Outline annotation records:
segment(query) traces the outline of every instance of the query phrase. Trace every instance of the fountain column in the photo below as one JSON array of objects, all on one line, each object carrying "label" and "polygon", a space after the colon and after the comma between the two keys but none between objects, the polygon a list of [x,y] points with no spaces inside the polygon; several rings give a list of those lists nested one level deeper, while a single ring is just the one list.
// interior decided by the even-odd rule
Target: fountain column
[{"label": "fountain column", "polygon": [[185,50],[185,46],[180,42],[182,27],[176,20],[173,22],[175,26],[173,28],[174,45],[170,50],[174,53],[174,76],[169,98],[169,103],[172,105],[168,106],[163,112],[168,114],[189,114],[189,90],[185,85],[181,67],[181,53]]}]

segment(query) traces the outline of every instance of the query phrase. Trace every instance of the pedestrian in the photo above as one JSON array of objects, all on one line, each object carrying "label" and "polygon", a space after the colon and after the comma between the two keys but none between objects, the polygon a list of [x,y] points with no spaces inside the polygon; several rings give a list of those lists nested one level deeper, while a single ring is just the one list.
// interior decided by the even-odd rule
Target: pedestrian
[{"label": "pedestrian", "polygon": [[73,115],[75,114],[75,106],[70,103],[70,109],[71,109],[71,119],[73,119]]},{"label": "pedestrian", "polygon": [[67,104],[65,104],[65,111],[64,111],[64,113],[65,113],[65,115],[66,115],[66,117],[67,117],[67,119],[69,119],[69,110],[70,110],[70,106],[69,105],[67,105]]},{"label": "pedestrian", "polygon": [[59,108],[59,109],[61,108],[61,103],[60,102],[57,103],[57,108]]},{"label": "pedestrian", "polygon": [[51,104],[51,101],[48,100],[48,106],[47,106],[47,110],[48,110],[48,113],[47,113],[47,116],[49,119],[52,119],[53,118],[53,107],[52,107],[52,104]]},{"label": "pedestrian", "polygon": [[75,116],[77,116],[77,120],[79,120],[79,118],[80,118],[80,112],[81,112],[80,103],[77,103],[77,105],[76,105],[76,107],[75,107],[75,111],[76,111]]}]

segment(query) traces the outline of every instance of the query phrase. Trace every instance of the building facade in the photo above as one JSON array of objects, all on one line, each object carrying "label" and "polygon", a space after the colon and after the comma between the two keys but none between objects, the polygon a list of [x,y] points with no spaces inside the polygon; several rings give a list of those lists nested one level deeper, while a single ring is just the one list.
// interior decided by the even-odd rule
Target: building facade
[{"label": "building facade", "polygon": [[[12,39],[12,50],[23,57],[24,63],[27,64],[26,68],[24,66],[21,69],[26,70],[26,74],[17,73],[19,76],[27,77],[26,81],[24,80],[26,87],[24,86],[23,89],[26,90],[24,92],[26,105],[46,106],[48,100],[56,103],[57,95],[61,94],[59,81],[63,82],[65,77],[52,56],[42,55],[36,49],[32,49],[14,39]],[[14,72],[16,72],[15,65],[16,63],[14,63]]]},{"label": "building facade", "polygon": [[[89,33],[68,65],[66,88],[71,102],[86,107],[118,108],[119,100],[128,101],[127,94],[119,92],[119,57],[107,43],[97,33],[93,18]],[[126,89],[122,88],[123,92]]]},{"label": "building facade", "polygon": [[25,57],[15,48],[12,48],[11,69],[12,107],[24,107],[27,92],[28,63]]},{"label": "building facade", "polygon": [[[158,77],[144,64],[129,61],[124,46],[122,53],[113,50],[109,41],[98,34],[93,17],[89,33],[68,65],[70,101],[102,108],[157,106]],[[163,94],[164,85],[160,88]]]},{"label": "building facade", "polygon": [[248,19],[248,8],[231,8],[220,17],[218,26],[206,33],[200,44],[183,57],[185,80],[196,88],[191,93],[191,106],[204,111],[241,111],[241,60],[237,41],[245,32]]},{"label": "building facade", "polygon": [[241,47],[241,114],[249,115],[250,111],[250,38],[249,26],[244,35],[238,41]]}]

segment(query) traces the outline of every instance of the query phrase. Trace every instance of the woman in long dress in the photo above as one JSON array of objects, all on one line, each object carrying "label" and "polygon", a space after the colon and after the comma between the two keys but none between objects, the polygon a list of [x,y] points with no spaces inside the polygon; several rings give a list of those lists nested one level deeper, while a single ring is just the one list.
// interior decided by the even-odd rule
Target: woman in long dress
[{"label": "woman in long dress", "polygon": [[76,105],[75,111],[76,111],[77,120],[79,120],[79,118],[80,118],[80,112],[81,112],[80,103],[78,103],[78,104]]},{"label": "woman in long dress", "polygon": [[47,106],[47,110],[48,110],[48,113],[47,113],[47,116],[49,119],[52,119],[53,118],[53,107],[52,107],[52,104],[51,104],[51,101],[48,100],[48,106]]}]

### DESCRIPTION OF THE TASK
Update all of the rows by substituting "nonzero winding rule" for every occurrence of "even-odd rule", and reproduce them with everything else unchanged.

### SOLUTION
segment(query) traces the outline of every instance of the query phrase. Trace every instance of the fountain column in the photo below as one JSON array of objects, all on one line, each object carrying "label" and "polygon", a space after the colon and after the comma between the two keys but none between objects, the polygon a list of [x,y] points with no spaces inside the polygon; several rings give a list of those lists nested one level deeper, while a single ring is just the one list.
// interior decided by the nonzero winding rule
Target: fountain column
[{"label": "fountain column", "polygon": [[185,50],[185,46],[180,42],[182,27],[176,20],[173,22],[175,26],[173,28],[174,45],[170,50],[174,53],[174,76],[169,98],[169,103],[172,105],[168,106],[163,112],[168,114],[189,114],[189,90],[185,85],[181,67],[181,53]]}]

segment(query) traces the outline of every instance of the query phrase. Trace every instance of the pedestrian in the photo above as one JSON array of objects, all on one line, each object carrying "label" and "polygon", a space after the colon and after the comma between the two keys but none between objects, the polygon a list of [x,y] points with no spaces inside the polygon; several rings give a list of those lists nested one level deeper, while a single ring is just the one list.
// interior decided by the nonzero winding rule
Target: pedestrian
[{"label": "pedestrian", "polygon": [[73,115],[75,114],[75,106],[70,103],[70,109],[71,109],[71,119],[73,119]]},{"label": "pedestrian", "polygon": [[67,104],[65,104],[65,111],[64,111],[64,113],[65,113],[65,115],[66,115],[66,117],[67,117],[67,119],[69,119],[69,110],[70,110],[70,106],[69,105],[67,105]]},{"label": "pedestrian", "polygon": [[59,108],[59,109],[61,108],[61,103],[60,102],[57,103],[57,108]]},{"label": "pedestrian", "polygon": [[51,104],[51,101],[48,100],[48,106],[47,106],[47,110],[48,110],[48,113],[47,113],[47,116],[49,119],[52,119],[53,118],[53,107],[52,107],[52,104]]},{"label": "pedestrian", "polygon": [[75,116],[77,116],[77,120],[79,120],[79,118],[80,118],[80,112],[81,112],[80,103],[77,103],[77,105],[76,105],[76,107],[75,107],[75,111],[76,111]]}]

segment(query) traces the outline of every instance of the query phrase. Trace every instance of the building facade in the photo above as one JSON array of objects, all on one line, each object carrying "label" and "polygon", a space after the colon and after the comma between the two keys but none between objects, the polygon a list of [x,y] points with no spaces inside the polygon; several rings give a list of those lists nested one level deeper, while a single ring is just the one list.
// interior decided by the nonzero winding rule
Target: building facade
[{"label": "building facade", "polygon": [[[12,39],[12,50],[23,57],[24,63],[27,64],[26,68],[24,66],[21,69],[26,70],[26,74],[17,73],[19,76],[27,77],[26,81],[24,80],[26,87],[24,86],[23,89],[26,90],[24,92],[26,105],[46,106],[48,100],[56,103],[57,95],[61,94],[59,81],[63,82],[65,77],[52,56],[42,55],[36,49],[32,49],[14,39]],[[14,72],[16,72],[15,65],[16,63],[14,63]]]},{"label": "building facade", "polygon": [[[89,33],[68,65],[66,88],[71,102],[86,107],[118,108],[119,100],[128,101],[127,94],[119,92],[119,57],[107,43],[97,33],[93,18]],[[126,89],[122,88],[123,92]]]},{"label": "building facade", "polygon": [[25,57],[15,48],[12,48],[11,69],[12,107],[24,107],[27,92],[28,63]]},{"label": "building facade", "polygon": [[[158,77],[144,64],[129,61],[124,46],[122,53],[113,50],[109,41],[98,34],[93,17],[89,33],[68,65],[70,101],[102,108],[157,106]],[[163,94],[164,85],[160,88]]]},{"label": "building facade", "polygon": [[248,19],[248,8],[231,8],[220,17],[218,26],[206,33],[200,44],[183,57],[185,80],[196,88],[191,93],[191,106],[204,111],[241,111],[241,60],[237,41],[245,32]]},{"label": "building facade", "polygon": [[241,47],[241,114],[249,115],[250,111],[250,38],[249,26],[244,35],[238,41]]}]

segment(query) traces the outline of every instance of the query phrase. Trace every instance of the woman in long dress in the photo above as one JSON array of objects, all on one line, each object carrying "label" and "polygon", a space after the colon and after the comma between the two keys but none between objects, the polygon a list of [x,y] points with no spaces inside the polygon; several rings give a list of those lists nested one level deeper, while a single ring is just the one list.
// interior decided by the nonzero winding rule
Target: woman in long dress
[{"label": "woman in long dress", "polygon": [[76,105],[75,111],[76,111],[77,120],[79,120],[79,118],[80,118],[80,112],[81,112],[80,103],[78,103],[78,104]]},{"label": "woman in long dress", "polygon": [[47,106],[47,110],[48,110],[48,113],[47,113],[47,116],[49,119],[52,119],[53,118],[53,107],[52,107],[52,104],[51,104],[51,101],[48,100],[48,106]]}]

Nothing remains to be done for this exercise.